__Passage provided__.

--- BEGIN ---

- Theatrical release poster (1934)
- Directed by: Erik Charell
- Written by: Melchior Lengyel (original story Gypsy Melody) Samson Raphaelson (screen play and dialogue) Robert Liebmann (continuity)
- Produced by: Robert Kane
- Starring: Loretta Young Charles Boyer Phillips Holmes Jean Parker
- Cinematography: Ernest Palmer Theodor Sparkuhl
- Edited by: Otho Lovering
- Music by: Werner R. Heymann Peter Brunelli (uncredited) Louis De Francesco (uncredited) Alois Reiser (uncredited)
- Distributed by: Fox Film Corporation
- Release date: September 28, 1934;
- Running time: 101 minutes
- Country: United States
- Languages: English German

= Caravan (1934 film) =

1934 film by Erik Charell

Caravan is a 1934 American musical film released by Fox Film Corporation, directed by Erik Charell, and starring Charles Boyer, Loretta Young, Phillips Holmes and Jean Parker. Fox also produced a French language version of this film, Caravane (1934) starring Boyer, Annabella, and Conchita Montenegro, with Lou Tellegen in a small role.

--- END ---

__Challenges__.
- a) Summarize the Caravan film article in two sentences.
- b) According to the Caravan film article, who edited the film?
- c) Reproduce the Caravan film article's text word for word, starting with "- Theatrical release" and going on through "Alois Reiser (uncredited)".

[Source records]
--- BEGIN ---

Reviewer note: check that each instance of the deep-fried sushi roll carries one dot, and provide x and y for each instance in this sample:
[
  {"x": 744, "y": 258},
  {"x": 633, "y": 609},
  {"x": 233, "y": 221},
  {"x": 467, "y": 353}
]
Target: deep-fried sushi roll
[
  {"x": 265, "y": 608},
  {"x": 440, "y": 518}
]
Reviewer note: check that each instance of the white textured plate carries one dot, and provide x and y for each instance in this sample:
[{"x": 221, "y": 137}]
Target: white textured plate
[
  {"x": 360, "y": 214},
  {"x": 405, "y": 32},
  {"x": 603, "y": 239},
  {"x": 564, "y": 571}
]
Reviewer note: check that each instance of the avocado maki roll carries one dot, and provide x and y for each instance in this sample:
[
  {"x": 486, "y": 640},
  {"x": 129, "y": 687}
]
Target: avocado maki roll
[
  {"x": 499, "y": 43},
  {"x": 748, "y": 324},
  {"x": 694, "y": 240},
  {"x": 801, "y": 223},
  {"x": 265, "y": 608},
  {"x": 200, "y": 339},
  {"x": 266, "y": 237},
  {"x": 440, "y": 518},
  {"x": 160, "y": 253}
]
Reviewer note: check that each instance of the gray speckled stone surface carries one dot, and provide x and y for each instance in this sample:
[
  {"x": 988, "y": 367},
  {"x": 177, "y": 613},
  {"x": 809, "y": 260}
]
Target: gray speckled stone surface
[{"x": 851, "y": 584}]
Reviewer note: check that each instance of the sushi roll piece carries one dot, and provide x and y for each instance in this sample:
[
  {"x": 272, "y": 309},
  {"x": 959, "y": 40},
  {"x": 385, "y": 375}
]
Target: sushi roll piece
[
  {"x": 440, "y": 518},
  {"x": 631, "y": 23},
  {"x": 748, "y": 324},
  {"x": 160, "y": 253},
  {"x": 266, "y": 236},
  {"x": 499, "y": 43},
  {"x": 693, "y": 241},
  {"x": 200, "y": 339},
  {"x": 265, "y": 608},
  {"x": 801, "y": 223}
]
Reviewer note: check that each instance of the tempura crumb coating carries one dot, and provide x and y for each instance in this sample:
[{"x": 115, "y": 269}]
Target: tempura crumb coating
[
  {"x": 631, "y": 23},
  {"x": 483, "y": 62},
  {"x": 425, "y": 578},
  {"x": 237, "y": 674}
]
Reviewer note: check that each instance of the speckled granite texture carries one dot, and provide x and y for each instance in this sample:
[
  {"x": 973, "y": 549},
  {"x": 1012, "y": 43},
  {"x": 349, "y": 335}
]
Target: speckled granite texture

--- END ---

__Written answers__.
- a) Caravan is a 1934 American musical film released by Fox Film Corporation, directed by Erik Charell, and starring Charles Boyer, Loretta Young, Phillips Holmes and Jean Parker. Fox also produced a French-language version, Caravane (1934), starring Boyer, Annabella and Conchita Montenegro, with Lou Tellegen in a small role.

- b) Otho Lovering.

- c)
- Theatrical release poster (1934)
- Directed by: Erik Charell
- Written by: Melchior Lengyel (original story Gypsy Melody) Samson Raphaelson (screen play and dialogue) Robert Liebmann (continuity)
- Produced by: Robert Kane
- Starring: Loretta Young Charles Boyer Phillips Holmes Jean Parker
- Cinematography: Ernest Palmer Theodor Sparkuhl
- Edited by: Otho Lovering
- Music by: Werner R. Heymann Peter Brunelli (uncredited) Louis De Francesco (uncredited) Alois Reiser (uncredited)